> **Отрывок**:
——

Родители были максимально внимательны друг к другу. Наверное, между ними возникали какие-то нескладушки. Но они возникали и гасли там, куда дети не допускались. Думаю, что это была одна из тех редчайших семей, где муж и жена никогда не обманывали друг друга.
Заряд здравого смысла и сердца, простая, честная жизнь, доверие и уважение друг к другу — вот в такой атмосфере, в таком духовном климате я рос, превращался из ребенка в юношу, в человека. Оглядываясь назад, я не могу сказать, что полностью сохранил в себе то наследство, которое передали мне родители. Что-то ушло, было разъедено суетой и мельтешением, в которые приходилось погружаться. Были эпизоды, вспоминая о которых я до сих пор краснею. Но в целом заряд, полученный от родителей, спасал меня всю жизнь.
И вот еще что. В доме никогда не велось каких-либо политических разговоров. Точнее, политических разговоров с фрондерским оттенком. При мне, во всяком случае. Не знаю, насколько это была осознанная установка. Но выполнялась она неукоснительно. Возможно, это затормозило мое политическое созревание. Но зато отсрочило на десяток лет мучительные раздумья и сомнения…
Горький. Каток вместо танцплощадки
Из Хабаровска мы уезжали в начале января 1947 года. Отец получил назначение в Горький. Часть, которой он командовал, располагалась в кремле. Там мы и жили. Прямо в казарме. Сначала в одной огромной комнате. Половина — наше семейство, другая половина — семейство папиного заместителя. Позже заместитель перебрался в отдельную комнату, а нам прирезали вторую, маленькую. Это были мои личные апартаменты. С отдельным входом. И собственным ключом.

——

> **Задания**:
**A.** Перечислите всё, что названо в отрывке перед словами «вот в такой атмосфере» как составляющие той атмосферы, в которой рос рассказчик.
**B.** Ответьте по отрывку на вопросы, каждый ответ с новой строки:
(i) Когда семья уехала из Хабаровска?
(ii) Где располагалась часть, которой командовал отец в Горьком?
(iii) Каких разговоров никогда не велось в доме?
**C.** Повторите дословно фрагмент отрывка, который открывается словами «Заряд здравого смысла» и завершается словами «меня всю жизнь.».

> **Исходные данные**:
——

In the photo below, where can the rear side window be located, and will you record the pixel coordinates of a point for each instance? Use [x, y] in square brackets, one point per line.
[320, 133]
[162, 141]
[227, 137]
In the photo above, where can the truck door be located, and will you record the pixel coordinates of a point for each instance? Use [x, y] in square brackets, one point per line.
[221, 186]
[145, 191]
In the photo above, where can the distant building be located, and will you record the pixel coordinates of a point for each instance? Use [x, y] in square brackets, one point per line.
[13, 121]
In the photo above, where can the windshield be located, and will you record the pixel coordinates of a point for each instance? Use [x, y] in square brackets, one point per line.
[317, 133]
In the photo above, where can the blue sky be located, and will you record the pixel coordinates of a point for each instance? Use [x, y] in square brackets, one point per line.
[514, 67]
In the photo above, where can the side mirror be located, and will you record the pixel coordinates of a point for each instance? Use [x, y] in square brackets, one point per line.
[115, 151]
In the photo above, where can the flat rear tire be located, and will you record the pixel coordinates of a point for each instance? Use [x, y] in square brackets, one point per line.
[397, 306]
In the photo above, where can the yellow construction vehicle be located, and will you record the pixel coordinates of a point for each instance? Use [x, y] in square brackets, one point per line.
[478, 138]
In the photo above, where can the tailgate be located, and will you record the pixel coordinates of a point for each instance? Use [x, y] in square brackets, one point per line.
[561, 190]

——

> **Ответы**:
**A.**
- заряд здравого смысла и сердца
- простая, честная жизнь
- доверие и уважение друг к другу

**B.**
(i) В начале января 1947 года.
(ii) В кремле.
(iii) Политических разговоров, точнее политических разговоров с фрондерским оттенком.

**C.**
Заряд здравого смысла и сердца, простая, честная жизнь, доверие и уважение друг к другу — вот в такой атмосфере, в таком духовном климате я рос, превращался из ребенка в юношу, в человека. Оглядываясь назад, я не могу сказать, что полностью сохранил в себе то наследство, которое передали мне родители. Что-то ушло, было разъедено суетой и мельтешением, в которые приходилось погружаться. Были эпизоды, вспоминая о которых я до сих пор краснею. Но в целом заряд, полученный от родителей, спасал меня всю жизнь.